READING PASSAGE:
___
Six years after their first appearance in Vitoria’s
Jazz Festival, E.S.T. (Esbjörn Svensson Trio) reconquered
the stage of Teatro Principal. Just after the concert finished
Arturo Mora and Sergio Cabanillas talked to the band’s
rhythm section: bassist Dan Berglund and drummer Magnus Öström.
The tour, Vitoria, technology and other bands were discussed
among lots of laughs.
Magnus Öström, Arturo Mora
and Dan Berglund
ARTURO MORA: How is the current tour going?
MAGNUS ÖSTRÖM: It’s great, it’s fantastic.
A lot of people showing up.
ARTURO MORA: How do you feel about playing in Vitoria again?
MAGNUS ÖSTRÖM: It’s fantastic. I remember
the first time especially, when we played before Pat [Metheny]...
SERGIO CABANILLAS: Actually, you played here the first time,
in this theater, the second time you played in the big auditorium
before Pat.
MAGNUS ÖSTRÖM: Oh, yes. Anyway it’s fantastic
to come back.
ARTURO MORA: You have a lot of percussion elements in your
drum kit. What makes you choose a certain element to join
your set?
MAGNUS ÖSTRÖM: I don’t know, I like different
sounds, and if I like something I just put it in there. Maybe
sometimes something sounds in your head that you want to have
in a certain song, then you try to find it. That’s the
way it is.
ARTURO MORA: Dan, why do you play sitting down? Is it to
use the effect pedals?
DAN BERGLUND: Just to be in the same level as Magnus and
Esbjörn, and because pedals are easier to use that way.
ARTURO MORA: How did you start incorporating these effects
into your sound?
DAN BERGLUND: I don’t know, I’ve been playing
bass since I was young, I used some effects at the electric
bass. I tried some distorsion, fuzz pedal, and it works with
other effects as delay, and I started using this Pod. At first
I had a red one, like Esbjörn.
MAGNUS ÖSTRÖM: So the only thing you changed was
the bass [laughs].
DAN BERGLUND: It took some while until I dared to use that
on a jazz... on the double bass, you know, [sarcastically]
“on a jazz band”.
ARTURO MORA: I’ve seen you play with a Hartke 4-speaker
amp, with an EBS combo and with a Gallien-Krüeger combo.
Do you have a favourite amplifier?
DAN BERGLUND: I like Eden, great sound.
___
EXTRACTED DATA:
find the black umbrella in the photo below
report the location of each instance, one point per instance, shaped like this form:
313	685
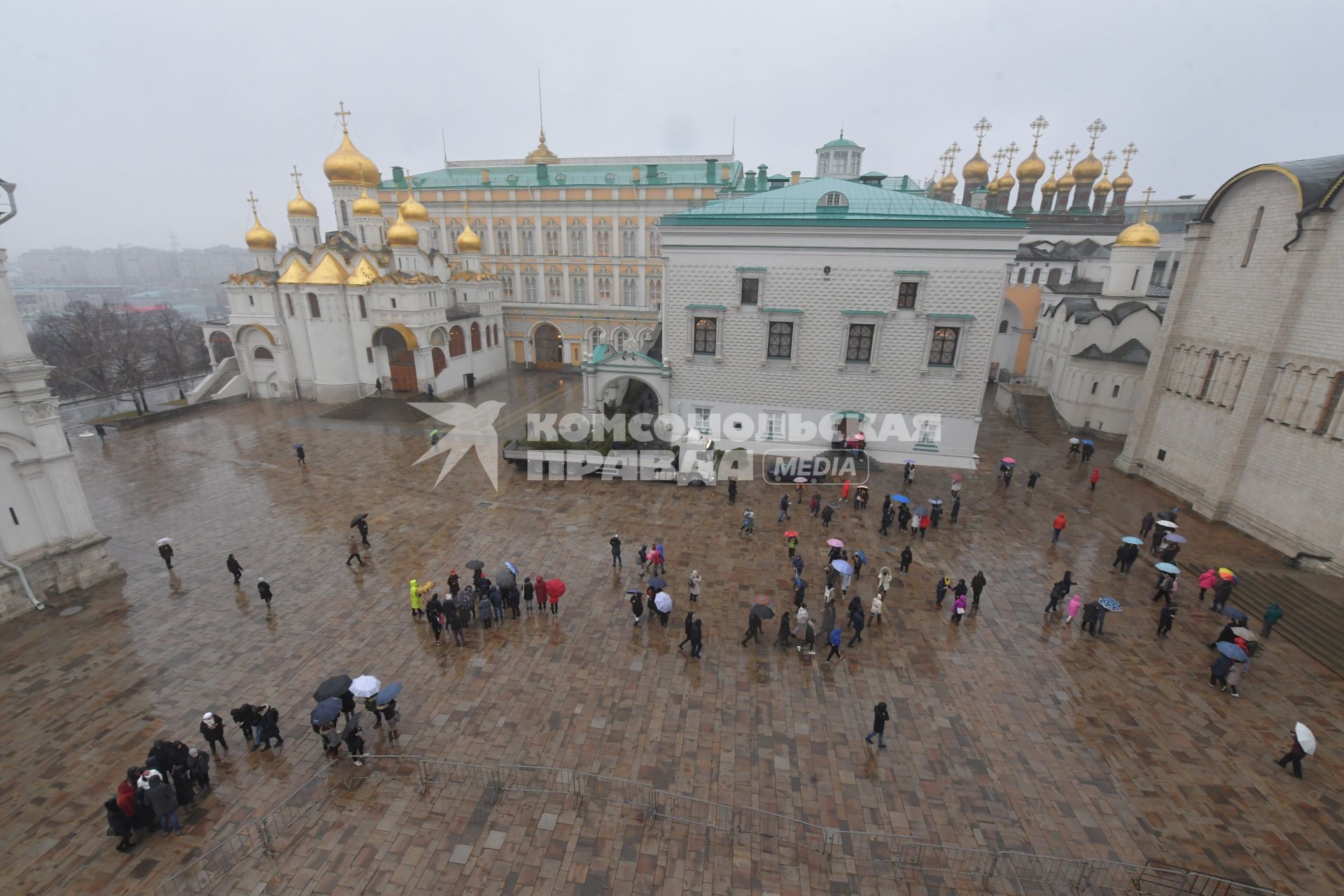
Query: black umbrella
327	713
334	687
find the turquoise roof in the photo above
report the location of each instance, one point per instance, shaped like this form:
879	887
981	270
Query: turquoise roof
840	141
869	207
562	175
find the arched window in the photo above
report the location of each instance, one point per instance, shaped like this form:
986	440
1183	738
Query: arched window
456	343
1209	375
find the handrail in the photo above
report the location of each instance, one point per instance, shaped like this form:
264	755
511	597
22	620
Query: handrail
1093	875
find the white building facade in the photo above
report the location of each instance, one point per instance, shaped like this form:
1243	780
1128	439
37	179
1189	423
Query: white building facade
838	304
1241	414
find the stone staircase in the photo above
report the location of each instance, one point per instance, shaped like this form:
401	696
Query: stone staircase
1040	412
1312	605
381	409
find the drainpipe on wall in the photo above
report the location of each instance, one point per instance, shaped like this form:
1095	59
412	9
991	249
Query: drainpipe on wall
27	589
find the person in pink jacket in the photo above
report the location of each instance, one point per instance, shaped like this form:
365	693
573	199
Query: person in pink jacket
1206	582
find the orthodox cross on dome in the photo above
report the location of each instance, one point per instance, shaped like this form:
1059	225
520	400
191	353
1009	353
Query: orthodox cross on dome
1097	128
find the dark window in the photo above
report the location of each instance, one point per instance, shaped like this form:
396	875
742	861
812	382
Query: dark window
944	349
1250	239
750	290
859	347
907	295
706	335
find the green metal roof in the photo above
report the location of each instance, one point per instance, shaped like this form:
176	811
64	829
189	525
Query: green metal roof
840	141
562	175
869	207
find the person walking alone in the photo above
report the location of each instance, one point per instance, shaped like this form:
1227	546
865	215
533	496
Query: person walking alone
879	724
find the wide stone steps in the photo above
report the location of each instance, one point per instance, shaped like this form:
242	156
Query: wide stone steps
379	409
1310	620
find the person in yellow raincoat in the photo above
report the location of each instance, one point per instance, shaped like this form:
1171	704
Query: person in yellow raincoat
417	605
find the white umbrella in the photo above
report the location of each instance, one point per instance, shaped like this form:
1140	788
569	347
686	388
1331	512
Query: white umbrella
366	687
1306	738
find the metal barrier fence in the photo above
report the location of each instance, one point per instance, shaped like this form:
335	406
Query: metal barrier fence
886	853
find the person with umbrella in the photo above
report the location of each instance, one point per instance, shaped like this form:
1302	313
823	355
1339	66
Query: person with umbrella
1304	745
1164	621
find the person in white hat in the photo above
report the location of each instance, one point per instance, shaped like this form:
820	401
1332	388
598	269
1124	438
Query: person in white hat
213	729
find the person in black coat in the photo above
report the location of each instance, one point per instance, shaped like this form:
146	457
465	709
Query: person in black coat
213	729
118	825
879	724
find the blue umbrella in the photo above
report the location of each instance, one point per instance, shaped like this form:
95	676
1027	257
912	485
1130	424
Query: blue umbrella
326	713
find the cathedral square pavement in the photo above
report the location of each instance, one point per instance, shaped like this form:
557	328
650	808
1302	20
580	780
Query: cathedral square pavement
1008	732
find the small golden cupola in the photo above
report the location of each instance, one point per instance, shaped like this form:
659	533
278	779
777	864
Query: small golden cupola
257	235
349	166
468	241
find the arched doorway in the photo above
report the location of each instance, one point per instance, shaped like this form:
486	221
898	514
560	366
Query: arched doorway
547	348
401	360
220	346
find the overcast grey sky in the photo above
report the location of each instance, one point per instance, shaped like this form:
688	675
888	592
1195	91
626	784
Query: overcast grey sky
125	122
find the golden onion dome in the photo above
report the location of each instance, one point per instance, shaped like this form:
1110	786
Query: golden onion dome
300	207
349	166
366	204
1089	168
412	210
1140	234
1031	168
402	234
976	169
468	241
258	237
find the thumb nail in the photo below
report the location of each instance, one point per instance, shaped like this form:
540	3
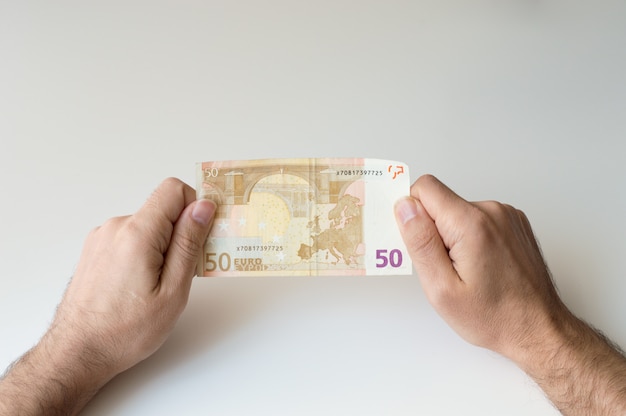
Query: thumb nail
203	211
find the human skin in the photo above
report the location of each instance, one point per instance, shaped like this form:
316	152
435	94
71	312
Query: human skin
130	286
479	264
481	268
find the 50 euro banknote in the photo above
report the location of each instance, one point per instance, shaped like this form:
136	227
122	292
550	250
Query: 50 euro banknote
304	217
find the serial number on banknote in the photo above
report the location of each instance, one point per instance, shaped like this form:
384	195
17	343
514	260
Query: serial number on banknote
303	217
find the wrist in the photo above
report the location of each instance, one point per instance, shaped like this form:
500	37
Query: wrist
57	376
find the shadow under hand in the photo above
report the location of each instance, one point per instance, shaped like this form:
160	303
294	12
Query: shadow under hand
217	308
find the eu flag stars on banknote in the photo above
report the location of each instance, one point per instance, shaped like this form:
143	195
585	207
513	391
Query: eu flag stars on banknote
304	217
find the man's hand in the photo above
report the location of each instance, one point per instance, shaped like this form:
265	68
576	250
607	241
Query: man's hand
130	286
482	270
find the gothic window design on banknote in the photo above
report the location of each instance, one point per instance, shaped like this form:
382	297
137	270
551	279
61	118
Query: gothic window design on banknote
303	217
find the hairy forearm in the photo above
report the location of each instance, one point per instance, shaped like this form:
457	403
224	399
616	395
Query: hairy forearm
579	370
56	377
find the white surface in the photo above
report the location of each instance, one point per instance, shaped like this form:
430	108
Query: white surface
519	101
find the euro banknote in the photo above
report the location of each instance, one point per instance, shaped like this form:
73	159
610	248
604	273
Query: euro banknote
304	217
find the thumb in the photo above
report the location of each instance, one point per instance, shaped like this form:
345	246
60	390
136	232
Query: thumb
188	237
426	248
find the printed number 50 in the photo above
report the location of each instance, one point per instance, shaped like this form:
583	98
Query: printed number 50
394	259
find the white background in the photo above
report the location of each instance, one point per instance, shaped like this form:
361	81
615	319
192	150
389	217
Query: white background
520	101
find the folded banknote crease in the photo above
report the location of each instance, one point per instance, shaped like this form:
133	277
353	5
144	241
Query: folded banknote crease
304	217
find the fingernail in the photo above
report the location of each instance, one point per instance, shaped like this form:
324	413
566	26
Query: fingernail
203	211
406	210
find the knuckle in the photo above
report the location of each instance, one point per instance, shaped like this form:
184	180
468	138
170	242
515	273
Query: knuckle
188	246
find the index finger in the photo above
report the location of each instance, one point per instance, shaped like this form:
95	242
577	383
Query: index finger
157	216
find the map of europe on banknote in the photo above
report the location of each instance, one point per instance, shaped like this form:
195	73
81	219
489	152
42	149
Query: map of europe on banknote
304	217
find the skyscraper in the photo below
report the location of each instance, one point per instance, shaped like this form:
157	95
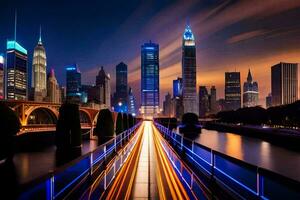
___
TASK INSTRUCTIONS:
1. In the interview, what reasons does Dan Berglund give for playing sitting down?
2. Reproduce the interview word for word from "DAN BERGLUND: I don’t" to "one, like Esbjörn.".
The items were taken from a different source than the interview.

RESULTS IN ORDER:
1. He sits to be on the same level as Magnus and Esbjörn, and because the pedals are easier to use that way.

2.
DAN BERGLUND: I don’t know, I’ve been playing
bass since I was young, I used some effects at the electric
bass. I tried some distorsion, fuzz pedal, and it works with
other effects as delay, and I started using this Pod. At first
I had a red one, like Esbjörn.